=== EXERCISE OBJECTIVE ===
In the items below, swap "marker" for "dot" wherever it occurs and leave everything else unchanged.

[Saved data entries]
▬▬▬
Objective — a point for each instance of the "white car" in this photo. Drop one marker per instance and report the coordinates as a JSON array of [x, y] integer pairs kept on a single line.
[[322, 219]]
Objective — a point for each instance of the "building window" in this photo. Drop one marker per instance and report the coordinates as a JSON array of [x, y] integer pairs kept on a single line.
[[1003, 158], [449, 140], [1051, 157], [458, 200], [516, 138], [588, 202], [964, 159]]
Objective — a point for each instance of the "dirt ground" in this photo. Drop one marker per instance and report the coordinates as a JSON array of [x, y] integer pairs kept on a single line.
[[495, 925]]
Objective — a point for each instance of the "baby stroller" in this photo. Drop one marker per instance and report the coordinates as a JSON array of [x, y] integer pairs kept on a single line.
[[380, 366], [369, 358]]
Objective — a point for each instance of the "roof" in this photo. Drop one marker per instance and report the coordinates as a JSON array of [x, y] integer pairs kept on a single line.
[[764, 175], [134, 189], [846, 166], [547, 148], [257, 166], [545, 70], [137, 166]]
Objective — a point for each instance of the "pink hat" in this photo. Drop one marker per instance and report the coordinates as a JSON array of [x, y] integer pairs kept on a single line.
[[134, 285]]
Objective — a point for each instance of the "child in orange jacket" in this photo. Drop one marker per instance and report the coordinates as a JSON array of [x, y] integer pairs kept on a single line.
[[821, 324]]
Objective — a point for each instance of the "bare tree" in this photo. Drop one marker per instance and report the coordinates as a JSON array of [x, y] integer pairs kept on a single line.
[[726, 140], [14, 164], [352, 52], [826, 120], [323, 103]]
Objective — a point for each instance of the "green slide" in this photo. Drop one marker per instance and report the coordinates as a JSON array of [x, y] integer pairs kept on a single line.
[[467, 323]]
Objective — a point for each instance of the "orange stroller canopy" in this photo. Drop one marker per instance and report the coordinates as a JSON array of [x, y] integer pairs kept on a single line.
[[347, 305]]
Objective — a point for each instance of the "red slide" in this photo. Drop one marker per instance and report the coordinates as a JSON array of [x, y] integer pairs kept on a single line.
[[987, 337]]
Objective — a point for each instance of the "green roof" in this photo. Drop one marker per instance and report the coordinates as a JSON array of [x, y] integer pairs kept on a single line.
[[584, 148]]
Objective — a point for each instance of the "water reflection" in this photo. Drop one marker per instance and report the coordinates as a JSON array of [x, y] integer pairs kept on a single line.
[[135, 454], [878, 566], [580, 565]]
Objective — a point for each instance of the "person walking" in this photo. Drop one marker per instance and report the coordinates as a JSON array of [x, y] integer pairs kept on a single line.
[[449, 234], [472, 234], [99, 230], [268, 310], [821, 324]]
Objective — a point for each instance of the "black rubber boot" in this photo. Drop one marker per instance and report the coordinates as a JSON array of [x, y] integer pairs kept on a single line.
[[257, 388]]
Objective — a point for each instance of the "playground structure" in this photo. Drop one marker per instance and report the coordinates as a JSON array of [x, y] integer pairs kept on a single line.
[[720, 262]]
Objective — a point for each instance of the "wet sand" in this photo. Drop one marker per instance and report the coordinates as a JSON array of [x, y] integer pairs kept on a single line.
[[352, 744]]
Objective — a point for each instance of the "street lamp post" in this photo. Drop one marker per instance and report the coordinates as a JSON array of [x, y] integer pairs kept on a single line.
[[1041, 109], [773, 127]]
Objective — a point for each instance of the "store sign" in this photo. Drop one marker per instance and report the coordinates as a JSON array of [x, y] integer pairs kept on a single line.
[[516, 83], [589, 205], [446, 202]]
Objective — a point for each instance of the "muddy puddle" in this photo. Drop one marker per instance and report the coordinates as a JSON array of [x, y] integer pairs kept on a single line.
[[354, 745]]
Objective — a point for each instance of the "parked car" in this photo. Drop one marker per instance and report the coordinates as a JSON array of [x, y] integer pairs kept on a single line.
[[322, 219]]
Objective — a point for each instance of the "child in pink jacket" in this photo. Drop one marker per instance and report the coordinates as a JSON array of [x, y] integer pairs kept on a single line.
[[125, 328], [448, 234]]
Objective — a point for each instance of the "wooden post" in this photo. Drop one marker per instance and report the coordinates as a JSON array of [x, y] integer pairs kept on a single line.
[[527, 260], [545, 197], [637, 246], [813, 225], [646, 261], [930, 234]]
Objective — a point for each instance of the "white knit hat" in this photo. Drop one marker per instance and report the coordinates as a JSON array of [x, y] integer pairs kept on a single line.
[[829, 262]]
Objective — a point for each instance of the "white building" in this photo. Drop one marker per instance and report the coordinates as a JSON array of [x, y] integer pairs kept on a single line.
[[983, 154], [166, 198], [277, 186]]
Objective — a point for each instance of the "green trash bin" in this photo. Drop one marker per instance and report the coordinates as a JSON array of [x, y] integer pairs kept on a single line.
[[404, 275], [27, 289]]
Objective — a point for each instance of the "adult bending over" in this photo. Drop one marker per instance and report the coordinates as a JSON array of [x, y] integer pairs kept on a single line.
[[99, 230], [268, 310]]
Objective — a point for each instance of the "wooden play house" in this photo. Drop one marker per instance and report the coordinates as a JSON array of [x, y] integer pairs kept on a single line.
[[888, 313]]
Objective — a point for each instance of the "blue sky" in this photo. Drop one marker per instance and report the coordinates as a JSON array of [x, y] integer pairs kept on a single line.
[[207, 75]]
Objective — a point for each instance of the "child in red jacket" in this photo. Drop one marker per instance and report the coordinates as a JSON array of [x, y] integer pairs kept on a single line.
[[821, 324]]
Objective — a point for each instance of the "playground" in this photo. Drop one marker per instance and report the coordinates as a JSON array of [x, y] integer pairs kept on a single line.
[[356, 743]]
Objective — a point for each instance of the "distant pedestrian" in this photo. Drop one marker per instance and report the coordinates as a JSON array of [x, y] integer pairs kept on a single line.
▬▬▬
=== RESPONSE TO THIS TASK ===
Objective — a point for each instance of the "white car" in this photo. Drop one dot per instance and report the coordinates as a JSON array of [x, y] integer pairs kept on a single line.
[[322, 219]]
Objective — a point for each instance of the "building window" in this photo. Drop one dot per instance and report the coordinates as a JSON array of [x, y] integer pairs kept on a single line.
[[1003, 158], [449, 140], [1051, 157], [458, 200], [516, 138], [588, 202], [964, 159]]
Objective — a point for each instance of the "dirt ground" in this photo. Drop one dot per instance and report the coordinates as a JSON array of [x, y] integer pairs kept on a single line.
[[495, 925]]
Objective — a point for each instance of the "baby stroller" in this photo. Drop one dot per instance and report the coordinates as a JSON array of [x, y] integer pairs kept on a single line.
[[380, 366], [369, 358]]
Objective — a point for each instance of the "roof" in this photo. Drop one dot per instance and report the coordinates as a JSON array of [x, y] integer pairs kept on a single line.
[[764, 175], [134, 189], [846, 166], [547, 148], [257, 166], [545, 70], [137, 166]]
Objective — a point for each instance of the "pink hat" in this photo. Drop one dot per instance and report the coordinates as a JSON array of [x, y] integer pairs kept on a single line.
[[134, 285]]
Objective — a point for each instance of the "child in orange jacket" in this photo. Drop one dot per instance and report the coordinates as a JSON array of [x, y] integer pairs kept on a single line.
[[821, 324]]
Objective — a point for each instance of the "bare tree" in this photo. Drop one dot per instance and report the coordinates as a JSON array of [x, y] integer pairs kept on a single line.
[[726, 140], [14, 164], [352, 52], [826, 120], [323, 103]]
Objective — a point for each instance of the "green slide" in this photo. Drop one dot per instance and report the coordinates as a JSON array of [x, y] integer pairs kept on a single line.
[[467, 323]]
Objective — a point for each instance of the "orange stroller canopy" in this photo. Drop one dot per instance and report the coordinates as a JSON array of [x, y] integer pairs kept on a single line.
[[347, 305]]
Objective — a point for each instance of the "red slide" in this photo. Drop one dot per instance and report the coordinates as a JSON array of [x, y] integer pairs kept on a single line.
[[987, 337]]
Objective — a point for each instance of the "green roof" in this photo. Drop one dot per instance and report the coordinates as a JSON array of [x, y] integer pairs kept on a single line.
[[584, 148]]
Objective — a point for each instance of the "water reflection" in this photo. Drop one dot per instance and report the coordinates as a JSON array of [x, y] integer pairs kept on a single line.
[[135, 454], [878, 566], [580, 565]]
Objective — a point for each instance of the "person walking" in this photo. Drop one dot per instance and report the coordinates as a JSON array of [x, y] integer pairs kept on a single line.
[[449, 234], [472, 234], [99, 230], [268, 310], [821, 324]]
Objective — a point for each instance of the "black rubber boot" in this photo. Drop one dot per instance and report the coordinates as a JSON array of [x, y] integer pairs kept on a single line.
[[257, 388]]
Objective — a point for each instance of the "playground structure" in this photo. Drop one dot per instance and report the coordinates as a JSON array of [x, y] integer pairs kept on a single line.
[[720, 262]]
Objective — a point for each instance of the "wet sand" in this photo. Drop one dot per instance and report the coordinates as a JSON array of [x, y] integer pairs kept on a single line.
[[352, 744]]
Objective — a point for each instance of the "street lamp post" in this photo. Drop one dot per instance and report the coordinates as a JSON array of [x, y] integer pairs kept on a single line.
[[1041, 109], [773, 127]]
Objective — a point for each instance of the "store sign" in this photo. Drop one dot per instance and report the coordinates as a JSON array of [x, y] integer pairs kept on a single line.
[[516, 83], [589, 205], [446, 202]]
Objective — a point for each instance of the "muddy puddle" in this photo. Drop one dot per instance and report the coordinates as a JSON array of [x, y] integer pairs kept on a single line.
[[354, 745]]
Objective — a point for each instance of the "parked car" in this photo. Drop one dot per instance and report the coordinates as a JSON array of [x, y] integer pairs kept on a single line.
[[322, 219]]
Objective — a point for each instance of the "child in pink jacket" in this photo. Drop one dot per instance and report the coordinates as a JSON array of [x, y] integer pairs kept on a single line.
[[125, 328], [448, 234]]
Objective — a point for each instance of the "wooden post" in this photo. Drop one dot per instance and report the coordinates as a JSON array of [x, y] integer pairs kept on a single line.
[[527, 260], [545, 197], [637, 246], [813, 225], [646, 261], [930, 234]]
Objective — a point for each instance of the "white knit hat" in this photo. Drop one dot per instance and report the coordinates as a JSON array of [x, y] integer pairs kept on a single line.
[[829, 262]]
Objective — a point for each instance of the "white building" in this photo. Drop one dot per instance and report the coordinates as a JSON array of [x, y] integer pairs kept on a single line.
[[983, 154], [166, 198], [277, 186]]
Objective — a point for each instance of the "green trash bin" in this photo. Drop one dot per instance and report the coordinates as a JSON array of [x, y] integer pairs kept on a single line.
[[404, 275], [27, 289]]
Objective — a point for each instance of the "adult bending over" in this photo. Drop one dot per instance and report the coordinates as a JSON array of [x, y] integer pairs kept on a single line.
[[99, 230], [268, 310]]
Objective — a point for each instance of the "wooden play house" in this photo. Drop one dot per instance and report the coordinates as a JSON array of [x, y] integer pairs kept on a single line.
[[888, 313]]
Objective — a point for each instance of the "blue sky" in this photo. Drop one dot per instance and report the coordinates as a JSON array of [x, y] integer pairs kept on a single line.
[[207, 75]]
Objective — a point for each instance of the "child in red jacket" in this photo. Drop one dot per instance and report the coordinates as a JSON array of [x, y] integer pairs kept on a single line.
[[821, 324]]
Objective — a point for each instance of the "playground" in this photo. Drop one dot per instance and report the coordinates as a JSON array of [x, y] integer pairs kept on a single line.
[[356, 743]]
Objective — a point for each instance of the "distant pedestrian" in this photo. Drop one dot per instance and report the coordinates as a JSON array of [x, y] integer pairs kept on a single line.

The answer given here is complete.